→ **Work to complete**:
**A)** Copy the portion of the passage on the Maputo Protocol that opens with the words containing "The Maputo Protocol on" and closes with "coercion and violence.".
**B)** Please state whether each statement below agrees with the passage on the Maputo Protocol, answering yes or no and quoting the deciding words: (i) The Protocol is an African regional treaty. (ii) The meeting marks 20 years of the Protocol. (iii) The Protocol draws only on African regional law.
**C)** Go on with the passage on the Maputo Protocol from its last sentence.

→ **Passage for review**:
'''

The meeting will celebrate 15 years of the Maputo Protocol and identify ways to secure universal ratification, removal of reservations, domestication and implementation of the Maputo Protocol including strategies for mobilising support.

The Maputo Protocol on Women’s Rights is an African regional treaty affirming women’s rights to exercise self-determination and bodily autonomy free of discrimination, coercion and violence.

The Protocol draws explicitly as well as implicitly from existing United Nations (UN) international human rights law and authoritative guidance and contextualizes it to women in Africa.

The Protocol is lauded as the world’s most comprehensive binding legal instrument on women’s rights for its breadth of coverage and innovative provisions, its articles in the Protocol set out States obligations to, among others, protection from harmful practices; rights in marriage, which include entitlement to property and the custody and guardianship of children; protection from child, early and forced marriages; the right to peace; reproductive and health rights; and the right to be protected against HIV infection.

'''

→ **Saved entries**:

'''

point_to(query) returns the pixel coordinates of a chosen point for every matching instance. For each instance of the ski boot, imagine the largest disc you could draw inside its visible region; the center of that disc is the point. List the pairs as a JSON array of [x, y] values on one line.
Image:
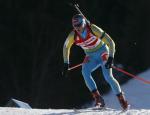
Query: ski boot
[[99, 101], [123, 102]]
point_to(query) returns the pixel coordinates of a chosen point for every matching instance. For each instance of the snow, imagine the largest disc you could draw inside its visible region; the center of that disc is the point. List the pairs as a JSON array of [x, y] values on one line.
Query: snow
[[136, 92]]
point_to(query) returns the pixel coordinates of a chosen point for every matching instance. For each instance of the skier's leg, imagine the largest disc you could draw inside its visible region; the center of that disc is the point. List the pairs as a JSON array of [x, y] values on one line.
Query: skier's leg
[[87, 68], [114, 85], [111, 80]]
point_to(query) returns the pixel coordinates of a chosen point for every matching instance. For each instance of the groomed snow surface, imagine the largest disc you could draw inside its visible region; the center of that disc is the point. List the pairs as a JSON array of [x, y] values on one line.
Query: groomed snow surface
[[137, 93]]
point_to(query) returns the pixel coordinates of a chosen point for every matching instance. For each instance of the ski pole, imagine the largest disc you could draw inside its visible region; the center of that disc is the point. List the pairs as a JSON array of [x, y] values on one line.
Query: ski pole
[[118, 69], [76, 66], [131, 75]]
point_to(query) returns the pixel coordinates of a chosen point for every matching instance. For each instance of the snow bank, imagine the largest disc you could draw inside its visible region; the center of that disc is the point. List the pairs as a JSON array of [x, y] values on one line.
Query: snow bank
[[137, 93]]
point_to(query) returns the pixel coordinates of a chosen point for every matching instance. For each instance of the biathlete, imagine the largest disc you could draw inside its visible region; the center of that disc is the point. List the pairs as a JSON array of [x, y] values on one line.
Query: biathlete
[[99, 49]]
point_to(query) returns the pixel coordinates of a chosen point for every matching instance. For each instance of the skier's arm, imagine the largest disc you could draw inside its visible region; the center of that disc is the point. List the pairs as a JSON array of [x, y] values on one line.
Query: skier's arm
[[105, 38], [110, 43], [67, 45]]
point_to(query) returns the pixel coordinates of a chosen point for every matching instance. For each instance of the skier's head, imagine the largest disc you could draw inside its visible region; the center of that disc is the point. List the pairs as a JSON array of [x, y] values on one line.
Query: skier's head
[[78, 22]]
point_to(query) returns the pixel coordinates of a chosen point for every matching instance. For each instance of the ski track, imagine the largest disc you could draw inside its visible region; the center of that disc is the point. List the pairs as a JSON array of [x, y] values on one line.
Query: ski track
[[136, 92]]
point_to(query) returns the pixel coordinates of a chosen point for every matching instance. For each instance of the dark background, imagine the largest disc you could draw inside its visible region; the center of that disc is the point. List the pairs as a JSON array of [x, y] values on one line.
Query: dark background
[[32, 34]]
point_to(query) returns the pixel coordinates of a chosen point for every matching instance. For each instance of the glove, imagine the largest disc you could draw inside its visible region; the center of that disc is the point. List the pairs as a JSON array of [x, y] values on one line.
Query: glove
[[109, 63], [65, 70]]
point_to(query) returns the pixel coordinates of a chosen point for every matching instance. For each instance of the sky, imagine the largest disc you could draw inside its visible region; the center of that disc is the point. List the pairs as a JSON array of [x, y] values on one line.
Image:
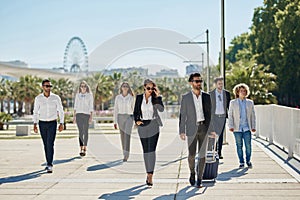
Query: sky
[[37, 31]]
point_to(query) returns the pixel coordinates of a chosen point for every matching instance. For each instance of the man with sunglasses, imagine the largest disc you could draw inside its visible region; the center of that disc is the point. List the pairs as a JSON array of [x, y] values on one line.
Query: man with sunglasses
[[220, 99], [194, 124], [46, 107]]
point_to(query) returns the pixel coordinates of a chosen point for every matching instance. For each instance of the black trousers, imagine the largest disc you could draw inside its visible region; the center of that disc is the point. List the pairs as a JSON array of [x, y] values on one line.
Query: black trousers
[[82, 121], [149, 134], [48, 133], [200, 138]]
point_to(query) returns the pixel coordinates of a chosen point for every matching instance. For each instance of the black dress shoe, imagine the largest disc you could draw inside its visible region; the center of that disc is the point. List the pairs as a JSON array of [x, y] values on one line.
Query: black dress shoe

'''

→ **Numbered responses**:
**A)**
The Maputo Protocol on Women’s Rights is an African regional treaty affirming women’s rights to exercise self-determination and bodily autonomy free of discrimination, coercion and violence.

**B)**
(i) Yes: "an African regional treaty affirming women’s rights"
(ii) No: "celebrate 15 years of the Maputo Protocol"
(iii) No: "draws explicitly as well as implicitly from existing United Nations (UN) international human rights law"

**C)**
The Protocol also includes specific provisions on the protection of rights of women with disabilities. Forty one countries have ratified the Maputo Protocol with the latest ratifications coming in from Algeria, Mauritius, South Sudan and Ethiopia for ratifying the Maputo Protocol in 2017 and 2018.

Kekana said that the status of women will improve only with the elimination of the system that exploits them.

As we celebrate this historic legal instrument, the words of Thomas Sankara remain unequivocally relevant. He said: inequality can be done away with only by establishing a new society, where men and women will enjoy equal rights, resulting from an upheaval in the means of production and in all social relations. The Maputo Protocol helps us establish such a society, Kekana said.

Former Chairperson of the African Union Commission, Dr Nkosazana Dlamini Zuma said the Maputo Protocol is a testimony that the founding fathers and mothers of the OAU/AU (Organisation of African Unity/African Union) and PAWO did not liberate its men and women in vain.

The high level consultation meeting will be followed by in-country Advocacy Missions to the Member States that are yet to ratify the Maputo Protocol to engage national stakeholders, with a view to understanding the challenges to ratifying the instrument and identifying opportunities to facilitate ratification.